* _Extracted information_
□ □ □ □

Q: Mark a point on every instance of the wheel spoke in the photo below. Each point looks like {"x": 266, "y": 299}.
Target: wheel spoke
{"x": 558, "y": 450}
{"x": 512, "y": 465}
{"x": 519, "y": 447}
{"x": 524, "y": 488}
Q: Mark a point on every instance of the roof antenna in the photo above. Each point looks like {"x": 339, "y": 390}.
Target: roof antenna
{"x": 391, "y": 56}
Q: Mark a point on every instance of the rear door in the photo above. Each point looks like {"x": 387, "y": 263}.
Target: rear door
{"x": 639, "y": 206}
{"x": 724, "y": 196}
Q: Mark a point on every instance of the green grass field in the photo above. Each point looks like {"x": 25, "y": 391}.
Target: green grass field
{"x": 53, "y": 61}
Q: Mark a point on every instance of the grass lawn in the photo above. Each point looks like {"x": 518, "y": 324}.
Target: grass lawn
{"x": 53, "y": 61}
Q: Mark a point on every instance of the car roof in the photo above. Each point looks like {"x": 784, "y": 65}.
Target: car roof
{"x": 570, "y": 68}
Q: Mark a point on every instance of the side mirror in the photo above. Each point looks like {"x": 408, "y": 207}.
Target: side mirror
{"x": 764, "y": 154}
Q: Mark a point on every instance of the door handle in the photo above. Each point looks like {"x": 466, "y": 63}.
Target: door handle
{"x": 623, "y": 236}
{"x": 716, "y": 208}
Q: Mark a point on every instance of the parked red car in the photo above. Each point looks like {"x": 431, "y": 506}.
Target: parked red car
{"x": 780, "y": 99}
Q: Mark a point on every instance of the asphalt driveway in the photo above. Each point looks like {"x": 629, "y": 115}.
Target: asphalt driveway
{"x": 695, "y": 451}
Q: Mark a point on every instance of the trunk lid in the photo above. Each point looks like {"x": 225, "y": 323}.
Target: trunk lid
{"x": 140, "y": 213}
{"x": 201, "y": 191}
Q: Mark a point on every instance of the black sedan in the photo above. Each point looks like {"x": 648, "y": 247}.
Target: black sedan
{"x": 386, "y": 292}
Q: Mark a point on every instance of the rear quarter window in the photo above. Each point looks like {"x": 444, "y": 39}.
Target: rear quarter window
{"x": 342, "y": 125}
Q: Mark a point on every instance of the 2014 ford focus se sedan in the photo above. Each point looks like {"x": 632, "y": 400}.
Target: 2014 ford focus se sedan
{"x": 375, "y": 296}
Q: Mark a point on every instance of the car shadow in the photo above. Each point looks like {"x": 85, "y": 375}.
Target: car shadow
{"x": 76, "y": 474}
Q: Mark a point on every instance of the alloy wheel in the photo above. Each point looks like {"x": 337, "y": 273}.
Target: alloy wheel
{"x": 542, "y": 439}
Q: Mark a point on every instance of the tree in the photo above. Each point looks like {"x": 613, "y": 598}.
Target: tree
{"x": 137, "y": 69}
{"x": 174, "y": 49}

□ □ □ □

* _Task directions_
Retype the lines from the one containing "Q: Mark a point on every instance of the black" to the last line above. Change nothing and include no others.

* _Result below_
Q: Mark a point on every instance of the black sedan in the photo above. Each point looks like {"x": 648, "y": 247}.
Target: black sedan
{"x": 386, "y": 292}
Q: Mark a point on every instance of the rear quarter window in the photo above. Each point looks like {"x": 444, "y": 39}.
Target: rear quarter window
{"x": 342, "y": 125}
Q: Mark a point on every instance of the 2014 ford focus se sedan in the photo above. Each point looks like {"x": 632, "y": 400}.
Target: 2014 ford focus se sedan
{"x": 375, "y": 296}
Q: Mark a point on every instance of the car shadow in the photo above. Each point looks like {"x": 85, "y": 375}.
Target: car shadow
{"x": 76, "y": 474}
Q: Mark a point on every instance of the alloy wheel in the photo above. Each point looks like {"x": 337, "y": 273}.
Target: alloy wheel
{"x": 542, "y": 439}
Q: Mark a point on every instance of the tree in the photo above. Each point looks like {"x": 613, "y": 598}.
Target: tree
{"x": 137, "y": 69}
{"x": 174, "y": 49}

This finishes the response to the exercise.